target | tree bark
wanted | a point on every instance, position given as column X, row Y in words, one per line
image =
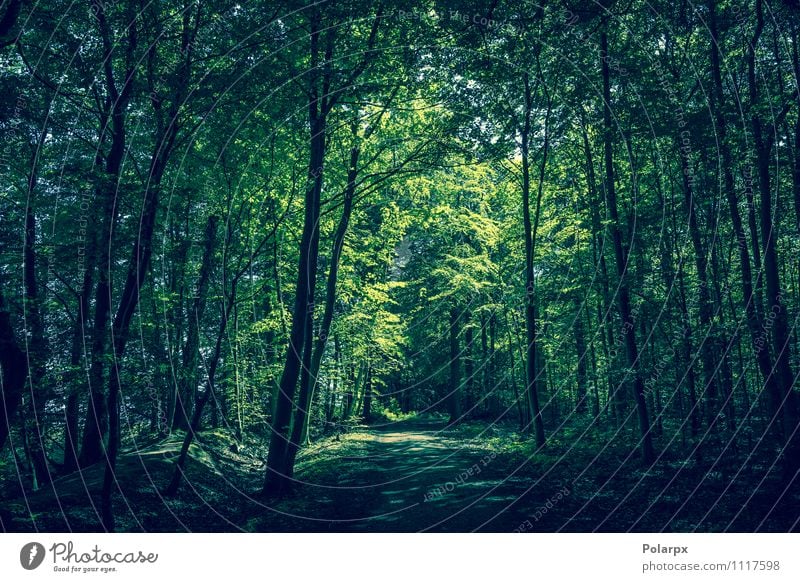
column 623, row 296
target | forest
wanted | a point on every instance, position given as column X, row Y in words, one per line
column 383, row 266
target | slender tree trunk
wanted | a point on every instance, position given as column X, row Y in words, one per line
column 14, row 365
column 532, row 375
column 454, row 387
column 784, row 401
column 38, row 394
column 309, row 380
column 582, row 354
column 185, row 393
column 210, row 383
column 631, row 349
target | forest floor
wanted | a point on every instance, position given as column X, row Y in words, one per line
column 417, row 475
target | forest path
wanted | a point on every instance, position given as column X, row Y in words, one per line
column 414, row 476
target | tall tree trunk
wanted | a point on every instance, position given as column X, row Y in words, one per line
column 14, row 367
column 582, row 354
column 277, row 480
column 309, row 380
column 454, row 386
column 532, row 375
column 210, row 383
column 623, row 297
column 38, row 394
column 96, row 423
column 185, row 393
column 784, row 401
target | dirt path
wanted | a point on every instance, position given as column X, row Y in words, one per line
column 414, row 476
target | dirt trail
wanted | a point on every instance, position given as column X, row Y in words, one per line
column 418, row 476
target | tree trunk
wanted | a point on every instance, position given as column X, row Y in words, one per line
column 532, row 376
column 185, row 393
column 14, row 364
column 454, row 387
column 631, row 349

════════

EXERCISE REQUIREMENTS: What you return must match the records exactly, apart from the images, which are omitted.

REPLY TO THE TASK:
target | tree bark
wanted | a point on every instance, position given as column X, row Y in words, one per line
image =
column 623, row 296
target | forest
wanted | a point on every instance, position given as column X, row Y in words, one per line
column 383, row 266
target | slender tree trunk
wanted | a point on every instance, position given as column X, row Y in words, one per line
column 14, row 365
column 532, row 375
column 454, row 387
column 784, row 401
column 38, row 394
column 309, row 380
column 582, row 354
column 185, row 393
column 210, row 383
column 631, row 349
target | forest floor
wanted | a point on every instance, position given as column X, row Y in words, one per line
column 417, row 475
target | forest path
wanted | a point on every instance, position given as column X, row Y in words, one per line
column 414, row 476
target | tall tree trunk
wanted | a point on every instance, position given as column X, row Y in words, one per line
column 14, row 367
column 582, row 354
column 277, row 480
column 309, row 380
column 454, row 386
column 532, row 375
column 210, row 383
column 623, row 297
column 38, row 394
column 96, row 423
column 185, row 393
column 784, row 401
target | dirt path
wanted | a point on every instance, position given as column X, row Y in words, one per line
column 414, row 476
target | dirt trail
wanted | a point on every instance, position given as column X, row Y in words, one per line
column 418, row 476
target | tree trunk
wanted | a point on every instance, position given as column X, row Y in words, one per line
column 532, row 376
column 185, row 393
column 14, row 364
column 454, row 387
column 631, row 349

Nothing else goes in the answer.